Dataset entries:
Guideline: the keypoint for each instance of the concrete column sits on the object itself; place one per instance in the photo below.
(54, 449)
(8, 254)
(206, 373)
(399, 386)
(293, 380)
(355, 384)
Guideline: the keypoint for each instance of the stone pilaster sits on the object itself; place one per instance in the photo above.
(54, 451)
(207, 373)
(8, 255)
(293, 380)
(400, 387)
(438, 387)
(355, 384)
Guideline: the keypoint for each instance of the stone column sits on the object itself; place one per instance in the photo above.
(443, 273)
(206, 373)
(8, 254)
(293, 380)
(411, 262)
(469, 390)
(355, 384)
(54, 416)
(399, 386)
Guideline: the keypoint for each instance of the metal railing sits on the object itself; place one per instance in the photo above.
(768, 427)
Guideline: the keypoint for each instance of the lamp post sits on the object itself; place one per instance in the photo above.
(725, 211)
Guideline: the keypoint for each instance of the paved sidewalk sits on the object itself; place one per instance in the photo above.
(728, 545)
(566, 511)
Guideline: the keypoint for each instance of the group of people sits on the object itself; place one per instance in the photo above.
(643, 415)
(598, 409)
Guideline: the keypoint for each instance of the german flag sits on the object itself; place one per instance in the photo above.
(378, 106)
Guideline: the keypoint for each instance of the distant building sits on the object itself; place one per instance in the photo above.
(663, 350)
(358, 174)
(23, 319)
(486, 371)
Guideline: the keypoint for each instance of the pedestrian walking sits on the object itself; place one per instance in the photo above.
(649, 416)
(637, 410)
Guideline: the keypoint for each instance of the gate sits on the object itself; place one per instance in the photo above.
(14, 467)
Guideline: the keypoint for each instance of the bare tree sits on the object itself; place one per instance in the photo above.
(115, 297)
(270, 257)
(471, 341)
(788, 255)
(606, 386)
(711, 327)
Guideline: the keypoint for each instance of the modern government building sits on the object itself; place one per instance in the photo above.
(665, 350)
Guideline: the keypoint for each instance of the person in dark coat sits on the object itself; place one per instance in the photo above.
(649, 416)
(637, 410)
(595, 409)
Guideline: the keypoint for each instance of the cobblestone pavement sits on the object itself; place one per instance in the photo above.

Your instructions: Word for word, restate the whole of the material above.

Solution to this problem:
Guideline: the keypoint for each instance of the concrete column sits on the object itself; place one per instance in the photo below.
(54, 449)
(8, 254)
(206, 373)
(399, 386)
(293, 380)
(355, 384)
Guideline: the keypoint for each instance of the stone pilaster sits on the object itself; place one per instance in the photo above.
(54, 451)
(207, 373)
(8, 255)
(293, 380)
(400, 387)
(438, 387)
(355, 384)
Guideline: the keypoint for each instance of the stone column sits on the object itself; place one per instance in the photo above.
(443, 273)
(206, 373)
(8, 254)
(293, 380)
(411, 262)
(469, 390)
(355, 384)
(54, 416)
(399, 386)
Guideline: the keypoint for each instance of the metal railing sits on the object itself; place one per instance in the photo above.
(768, 427)
Guideline: the keypoint for each instance of the lamp post sits on the object itself; place one per instance in the photo above.
(725, 211)
Guideline: the keypoint for each instance of the paved sidewalk sits on the object itself; place one per instance in the photo above.
(728, 545)
(566, 511)
Guideline: the keypoint for each instance of the group of people sits on the object itself; place one per instance in the photo above.
(643, 415)
(598, 409)
Guideline: the keypoint for each instance of the german flag sits on the object itself; place one per instance in the photo above.
(378, 106)
Guideline: the keypoint for each instance of the distant building sits on the object itself; place one per instance in the photo above.
(663, 350)
(358, 174)
(23, 319)
(486, 371)
Guideline: the keypoint for each instance of the pedestrian walking sits on the object itself; place one per instance in the photo above.
(649, 416)
(637, 410)
Guideline: the keypoint for each instance of the gate sits on the object itself; place one per instance in the photo above.
(14, 467)
Guideline: the keypoint for each instance of the bare tree sits on the object itself; place one per instance in the photo above.
(115, 297)
(270, 257)
(471, 341)
(788, 255)
(606, 386)
(711, 327)
Guideline: the keypoint for each instance of the modern government building sits on the object itself; place one per instance in the photo above.
(665, 350)
Guideline: the keypoint for each instance of the person in dark coat sits on the object itself; place one per instance in the photo above.
(649, 416)
(637, 410)
(595, 409)
Guideline: the keypoint for each instance of the cobblestone pavement sits on the object itself; place one per instance in the photo above.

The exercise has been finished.